→ **Set exercise**
Reproduce verbatim only the lines from the one containing "the white cloud" through the last line below, both included.

----- Records provided

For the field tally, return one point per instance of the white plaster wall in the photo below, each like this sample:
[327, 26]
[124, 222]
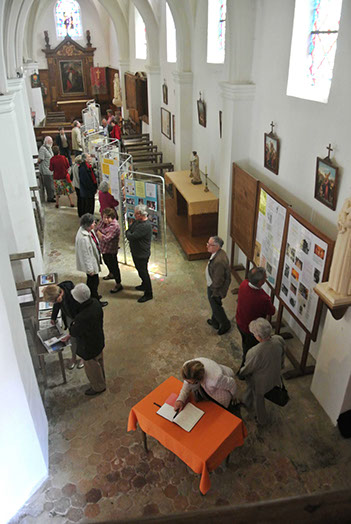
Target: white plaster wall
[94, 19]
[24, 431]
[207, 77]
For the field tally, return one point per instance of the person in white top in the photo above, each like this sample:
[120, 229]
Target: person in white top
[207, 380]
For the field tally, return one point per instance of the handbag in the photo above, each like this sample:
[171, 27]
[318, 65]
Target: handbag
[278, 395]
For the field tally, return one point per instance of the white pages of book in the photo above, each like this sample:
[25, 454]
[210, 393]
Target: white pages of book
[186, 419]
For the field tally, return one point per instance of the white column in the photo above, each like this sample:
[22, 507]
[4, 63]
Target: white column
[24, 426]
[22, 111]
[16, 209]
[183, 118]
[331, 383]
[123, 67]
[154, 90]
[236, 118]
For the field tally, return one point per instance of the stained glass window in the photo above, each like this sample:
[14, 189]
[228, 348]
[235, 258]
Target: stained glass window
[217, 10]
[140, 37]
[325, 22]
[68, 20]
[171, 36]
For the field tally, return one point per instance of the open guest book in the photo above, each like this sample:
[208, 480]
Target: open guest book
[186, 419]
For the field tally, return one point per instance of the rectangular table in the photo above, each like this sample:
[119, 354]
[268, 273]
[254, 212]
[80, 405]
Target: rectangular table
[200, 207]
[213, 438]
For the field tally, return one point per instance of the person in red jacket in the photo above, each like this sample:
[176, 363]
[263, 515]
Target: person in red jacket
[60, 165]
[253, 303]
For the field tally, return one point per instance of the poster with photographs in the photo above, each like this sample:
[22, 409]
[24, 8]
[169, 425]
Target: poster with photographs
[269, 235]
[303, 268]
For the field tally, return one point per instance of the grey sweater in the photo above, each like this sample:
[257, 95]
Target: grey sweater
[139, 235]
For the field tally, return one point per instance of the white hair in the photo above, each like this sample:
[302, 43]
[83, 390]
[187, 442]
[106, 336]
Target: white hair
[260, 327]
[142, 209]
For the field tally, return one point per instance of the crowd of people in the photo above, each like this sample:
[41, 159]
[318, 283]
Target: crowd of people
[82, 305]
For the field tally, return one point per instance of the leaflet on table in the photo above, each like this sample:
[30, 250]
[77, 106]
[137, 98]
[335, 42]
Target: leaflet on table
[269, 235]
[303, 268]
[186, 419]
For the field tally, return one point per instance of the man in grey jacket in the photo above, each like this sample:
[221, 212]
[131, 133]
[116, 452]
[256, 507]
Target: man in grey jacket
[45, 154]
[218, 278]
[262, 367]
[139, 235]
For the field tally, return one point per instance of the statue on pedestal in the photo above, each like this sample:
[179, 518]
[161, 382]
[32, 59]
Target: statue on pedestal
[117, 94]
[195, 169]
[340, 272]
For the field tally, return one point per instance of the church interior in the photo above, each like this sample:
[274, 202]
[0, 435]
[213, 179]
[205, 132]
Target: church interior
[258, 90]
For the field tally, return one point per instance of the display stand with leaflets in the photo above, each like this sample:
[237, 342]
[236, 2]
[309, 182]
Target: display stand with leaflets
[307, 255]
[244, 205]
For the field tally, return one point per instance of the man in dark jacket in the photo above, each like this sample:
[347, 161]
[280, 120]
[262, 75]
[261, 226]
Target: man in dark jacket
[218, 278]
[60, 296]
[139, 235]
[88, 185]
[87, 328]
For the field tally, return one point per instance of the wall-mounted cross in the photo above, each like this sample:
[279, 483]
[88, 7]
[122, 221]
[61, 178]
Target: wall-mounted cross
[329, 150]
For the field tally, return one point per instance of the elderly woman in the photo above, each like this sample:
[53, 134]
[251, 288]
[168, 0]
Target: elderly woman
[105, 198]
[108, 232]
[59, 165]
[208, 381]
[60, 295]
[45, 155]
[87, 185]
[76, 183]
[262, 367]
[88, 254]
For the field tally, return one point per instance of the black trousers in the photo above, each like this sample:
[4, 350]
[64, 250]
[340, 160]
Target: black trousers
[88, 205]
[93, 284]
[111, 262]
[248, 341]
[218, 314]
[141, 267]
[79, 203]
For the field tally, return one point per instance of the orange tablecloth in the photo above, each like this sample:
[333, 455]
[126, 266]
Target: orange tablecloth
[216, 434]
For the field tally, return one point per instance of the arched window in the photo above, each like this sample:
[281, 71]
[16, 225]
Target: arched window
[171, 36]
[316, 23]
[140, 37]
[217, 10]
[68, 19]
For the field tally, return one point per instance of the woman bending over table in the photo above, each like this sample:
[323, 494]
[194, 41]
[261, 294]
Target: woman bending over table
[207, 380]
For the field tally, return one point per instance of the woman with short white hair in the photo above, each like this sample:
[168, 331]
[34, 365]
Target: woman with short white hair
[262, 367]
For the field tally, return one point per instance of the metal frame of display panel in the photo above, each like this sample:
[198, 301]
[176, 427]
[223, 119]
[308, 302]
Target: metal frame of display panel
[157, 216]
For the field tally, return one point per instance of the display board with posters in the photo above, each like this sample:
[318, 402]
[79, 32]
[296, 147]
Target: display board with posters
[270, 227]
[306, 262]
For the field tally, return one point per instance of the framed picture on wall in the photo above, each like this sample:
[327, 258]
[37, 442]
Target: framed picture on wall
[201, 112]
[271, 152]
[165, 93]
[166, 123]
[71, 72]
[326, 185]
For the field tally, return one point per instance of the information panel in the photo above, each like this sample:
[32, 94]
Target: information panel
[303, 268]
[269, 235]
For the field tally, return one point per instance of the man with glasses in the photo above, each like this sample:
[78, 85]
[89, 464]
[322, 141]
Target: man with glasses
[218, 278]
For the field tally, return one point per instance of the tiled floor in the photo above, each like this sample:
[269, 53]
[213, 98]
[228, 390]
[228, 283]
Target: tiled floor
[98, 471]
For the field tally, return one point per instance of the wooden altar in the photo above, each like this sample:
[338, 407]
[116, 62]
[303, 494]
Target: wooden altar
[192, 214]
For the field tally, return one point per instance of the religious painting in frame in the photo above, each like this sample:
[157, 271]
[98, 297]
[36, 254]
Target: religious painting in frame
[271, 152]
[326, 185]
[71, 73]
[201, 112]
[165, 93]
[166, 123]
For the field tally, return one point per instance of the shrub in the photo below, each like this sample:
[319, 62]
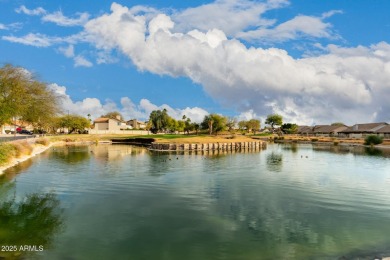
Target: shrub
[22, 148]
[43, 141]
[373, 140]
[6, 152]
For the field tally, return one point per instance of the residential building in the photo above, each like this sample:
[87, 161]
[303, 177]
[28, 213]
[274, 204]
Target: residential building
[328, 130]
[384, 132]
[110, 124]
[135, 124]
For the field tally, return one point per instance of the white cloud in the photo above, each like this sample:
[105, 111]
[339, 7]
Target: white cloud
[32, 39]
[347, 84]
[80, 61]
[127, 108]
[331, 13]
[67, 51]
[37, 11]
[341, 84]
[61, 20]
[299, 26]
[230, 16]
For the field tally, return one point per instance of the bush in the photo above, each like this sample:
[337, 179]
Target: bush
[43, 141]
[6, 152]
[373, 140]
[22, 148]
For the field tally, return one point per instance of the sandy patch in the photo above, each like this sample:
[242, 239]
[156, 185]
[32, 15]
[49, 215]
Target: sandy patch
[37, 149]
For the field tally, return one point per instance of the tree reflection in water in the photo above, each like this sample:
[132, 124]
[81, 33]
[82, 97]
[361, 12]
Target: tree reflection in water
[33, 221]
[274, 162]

----------

→ **Solution to this problem**
For the field tally, return one point per instance of the white cloud in the photo above, each like this sample:
[105, 111]
[339, 7]
Target: white cloud
[32, 39]
[347, 84]
[80, 61]
[127, 108]
[331, 13]
[67, 51]
[37, 11]
[341, 84]
[61, 20]
[299, 26]
[230, 16]
For the field tally, return one point per instance of the bush in the photo above, each like this sample:
[337, 179]
Target: bush
[43, 141]
[6, 152]
[373, 140]
[22, 148]
For the field tally, return one point per instance of the sandy patch in the photo above, each like this sample:
[242, 239]
[156, 185]
[32, 15]
[49, 215]
Target: sandy patch
[37, 149]
For the field tally, return one point per instance of the tree reflection in water in the photo above, each like this sample:
[132, 124]
[81, 33]
[82, 97]
[361, 12]
Target: tree reflection in water
[33, 221]
[274, 162]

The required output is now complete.